(Work to complete):
Print the data that follows, exactly and completely.

☆ ☆ ☆ ☆ ☆

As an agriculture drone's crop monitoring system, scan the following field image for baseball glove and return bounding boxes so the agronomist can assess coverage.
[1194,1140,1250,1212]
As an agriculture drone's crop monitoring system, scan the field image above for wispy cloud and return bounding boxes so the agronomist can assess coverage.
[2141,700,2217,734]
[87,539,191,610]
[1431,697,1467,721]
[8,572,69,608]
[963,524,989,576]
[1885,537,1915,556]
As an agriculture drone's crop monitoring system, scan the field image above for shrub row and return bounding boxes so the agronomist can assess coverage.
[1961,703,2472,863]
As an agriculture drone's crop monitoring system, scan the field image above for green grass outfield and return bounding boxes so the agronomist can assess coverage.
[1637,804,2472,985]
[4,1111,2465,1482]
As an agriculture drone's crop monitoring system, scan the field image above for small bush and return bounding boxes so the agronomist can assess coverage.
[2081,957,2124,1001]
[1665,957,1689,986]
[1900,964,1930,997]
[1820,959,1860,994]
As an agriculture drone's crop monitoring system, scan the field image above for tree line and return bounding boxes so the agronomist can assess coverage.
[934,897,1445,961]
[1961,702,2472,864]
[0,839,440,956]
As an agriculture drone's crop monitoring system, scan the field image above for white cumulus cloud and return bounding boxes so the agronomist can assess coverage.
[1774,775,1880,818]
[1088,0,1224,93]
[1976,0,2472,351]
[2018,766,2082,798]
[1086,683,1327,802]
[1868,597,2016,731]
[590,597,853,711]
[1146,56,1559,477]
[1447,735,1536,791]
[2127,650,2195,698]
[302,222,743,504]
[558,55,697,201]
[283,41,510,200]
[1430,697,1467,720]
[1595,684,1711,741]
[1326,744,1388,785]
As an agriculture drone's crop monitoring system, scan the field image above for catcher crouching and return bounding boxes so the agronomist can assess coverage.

☆ ☆ ☆ ☆ ☆

(Response to the exercise):
As an agriculture drone's crop monitoring system, scan the following field image for baseball glove and return bounding boxes so the agronomist can assess coverage.
[1194,1140,1250,1212]
As an agriculture drone's crop monitoring system, scan the field image above for wispy cloud and return bounding boxes so the agronomist can assess coverage.
[2141,700,2217,734]
[87,539,191,610]
[1431,697,1467,721]
[8,572,69,608]
[963,524,989,576]
[1885,537,1915,556]
As an agriculture drone's crop monitoring system, scan the field image above for shrub row and return bounding boxes so the agronomist can assess coverage.
[1961,703,2472,863]
As an agriculture drone's crop monitoring system, scan the field image above for green grass outfield and return bounding boxes so the agronomist can assess coverage.
[1637,804,2472,985]
[4,1111,2465,1482]
As an agriculture drone's crop monitoring system, scan the field image above for small bush and return bounding boxes so the agronomist can assess coverage.
[2081,957,2124,1001]
[1665,957,1689,986]
[1900,964,1930,997]
[1820,959,1860,994]
As an agriculture drone's crop monitoring system, scan the field image above for tree line and return bounding boxes so the agronomist can assess coverage.
[934,897,1445,961]
[1961,702,2472,864]
[0,839,440,956]
As an agriculture drone's crop monitoring system, scan the field image above for white cumulus cloud and return bounding boxes so the agronomist can assess coverage.
[1774,775,1880,818]
[1088,0,1224,93]
[1976,0,2472,351]
[2018,766,2082,798]
[1086,683,1327,802]
[1868,597,2016,731]
[590,597,853,711]
[1146,56,1559,477]
[1447,735,1536,791]
[2127,650,2195,698]
[302,222,743,504]
[558,55,697,201]
[283,41,510,200]
[1430,697,1467,720]
[1595,684,1711,741]
[1326,744,1388,785]
As an agriculture drone's crop monitoring system, scan the field image above for catcher crouching and return bounding boxes so the agronomist can assess coverage.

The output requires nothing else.